Natural language region descriptions:
↓↓↓

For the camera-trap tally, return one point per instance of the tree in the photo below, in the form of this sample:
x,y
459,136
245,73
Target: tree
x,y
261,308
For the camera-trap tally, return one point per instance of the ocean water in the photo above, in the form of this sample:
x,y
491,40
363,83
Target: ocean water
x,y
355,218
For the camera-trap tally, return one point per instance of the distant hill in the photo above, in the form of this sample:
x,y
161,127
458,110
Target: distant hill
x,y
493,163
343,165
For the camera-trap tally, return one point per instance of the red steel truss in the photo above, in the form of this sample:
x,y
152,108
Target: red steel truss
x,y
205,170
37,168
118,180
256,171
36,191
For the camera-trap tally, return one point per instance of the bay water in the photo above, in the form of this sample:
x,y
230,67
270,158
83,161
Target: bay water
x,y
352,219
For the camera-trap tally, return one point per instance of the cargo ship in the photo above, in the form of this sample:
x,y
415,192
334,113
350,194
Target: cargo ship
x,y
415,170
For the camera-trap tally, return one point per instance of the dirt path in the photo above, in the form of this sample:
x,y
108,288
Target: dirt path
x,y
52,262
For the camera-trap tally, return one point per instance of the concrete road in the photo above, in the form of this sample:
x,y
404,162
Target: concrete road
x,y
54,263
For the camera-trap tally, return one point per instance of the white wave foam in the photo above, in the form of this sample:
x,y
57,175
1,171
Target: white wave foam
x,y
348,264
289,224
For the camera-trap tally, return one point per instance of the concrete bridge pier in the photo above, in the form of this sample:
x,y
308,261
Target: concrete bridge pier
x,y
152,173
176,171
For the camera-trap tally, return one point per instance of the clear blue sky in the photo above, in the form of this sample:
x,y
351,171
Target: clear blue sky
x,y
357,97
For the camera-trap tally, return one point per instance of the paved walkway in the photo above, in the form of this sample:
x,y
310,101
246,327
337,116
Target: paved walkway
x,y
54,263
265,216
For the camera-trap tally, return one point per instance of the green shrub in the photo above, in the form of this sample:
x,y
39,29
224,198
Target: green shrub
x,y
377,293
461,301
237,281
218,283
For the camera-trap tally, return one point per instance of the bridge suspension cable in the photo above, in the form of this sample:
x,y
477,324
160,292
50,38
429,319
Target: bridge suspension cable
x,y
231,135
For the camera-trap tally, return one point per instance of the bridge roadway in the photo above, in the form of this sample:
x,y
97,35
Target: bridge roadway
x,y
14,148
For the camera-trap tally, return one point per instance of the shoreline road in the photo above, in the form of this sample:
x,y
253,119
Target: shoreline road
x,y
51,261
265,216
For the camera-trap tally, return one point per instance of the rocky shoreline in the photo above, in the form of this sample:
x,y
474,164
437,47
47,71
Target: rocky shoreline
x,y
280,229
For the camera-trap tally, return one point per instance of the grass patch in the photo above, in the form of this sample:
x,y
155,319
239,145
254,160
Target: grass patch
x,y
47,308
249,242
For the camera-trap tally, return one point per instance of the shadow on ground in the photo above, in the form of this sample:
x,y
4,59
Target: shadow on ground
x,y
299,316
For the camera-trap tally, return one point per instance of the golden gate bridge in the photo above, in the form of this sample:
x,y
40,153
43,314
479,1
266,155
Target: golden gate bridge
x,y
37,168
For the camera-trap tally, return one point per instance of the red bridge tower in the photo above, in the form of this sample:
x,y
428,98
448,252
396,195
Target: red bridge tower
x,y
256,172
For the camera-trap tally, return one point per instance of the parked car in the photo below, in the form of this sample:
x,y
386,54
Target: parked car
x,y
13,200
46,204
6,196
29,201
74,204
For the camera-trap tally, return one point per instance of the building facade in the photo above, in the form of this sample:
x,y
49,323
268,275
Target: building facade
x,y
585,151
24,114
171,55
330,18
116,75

↑↑↑

__DIRECTIONS__: Look through the records above and report how many lines hold the word "below", giving only the number.

__COMPLETED EXERCISE__: 2